In their absence, All-Stars Tim Hardaway and Alonzo Mourning are trying to carry the offense, with dismal results. Hardaway is shooting 35 percent, while Mourning is shooting 43 percent with 17 turnovers and three assists.
"It has been almost 2« years since we had this kind of doubt," Riley said. "Since two of our key guys aren't here, we've got to find a game we can play that's a little bit different now that's going to be effective."
Riley considered acquiring Latrell Sprewell before the season but opted not to make a blockbuster deal. As a result, his options to replace Mashburn and Lenard are mostly unappealing. There's Keith Askins, Mark Strickland, an aging Dan Majerle and three newcomers: Clarence Weatherspoon, Terry Porter and Mark Davis.
"We've got to find some combination, some way to make this thing work," Riley said. "We're not going to feel sorry for ourselves."
Early results suggest the pack in the Eastern Conference is gaining on the Heat. They're 0-2 at home against Detroit and Boston, two teams that failed to make the playoffs last year. Miami also lost at Charlotte and barely beat the Knicks in New York.

:: Given information ::

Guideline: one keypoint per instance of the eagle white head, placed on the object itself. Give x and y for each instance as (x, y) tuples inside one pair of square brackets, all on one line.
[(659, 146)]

:: Goals ::
[1] For each statement about the Miami Heat passage, say yes or no and quote the words of the passage that decide it. (a) Riley acquired Latrell Sprewell before the season. (b) Hardaway is shooting 35 percent. (c) Miami lost home games against Detroit and Boston.
[2] Quote the part of the Miami Heat passage starting with "In their absence, All-Stars" and going on through "and Mark Davis.".
The material comes from another source.

:: Responses in order ::
[1]
(a) No: "Riley considered acquiring Latrell Sprewell before the season but opted not to make a blockbuster deal."
(b) Yes: "Hardaway is shooting 35 percent"
(c) Yes: "They're 0-2 at home against Detroit and Boston"

[2]
In their absence, All-Stars Tim Hardaway and Alonzo Mourning are trying to carry the offense, with dismal results. Hardaway is shooting 35 percent, while Mourning is shooting 43 percent with 17 turnovers and three assists.
"It has been almost 2« years since we had this kind of doubt," Riley said. "Since two of our key guys aren't here, we've got to find a game we can play that's a little bit different now that's going to be effective."
Riley considered acquiring Latrell Sprewell before the season but opted not to make a blockbuster deal. As a result, his options to replace Mashburn and Lenard are mostly unappealing. There's Keith Askins, Mark Strickland, an aging Dan Majerle and three newcomers: Clarence Weatherspoon, Terry Porter and Mark Davis.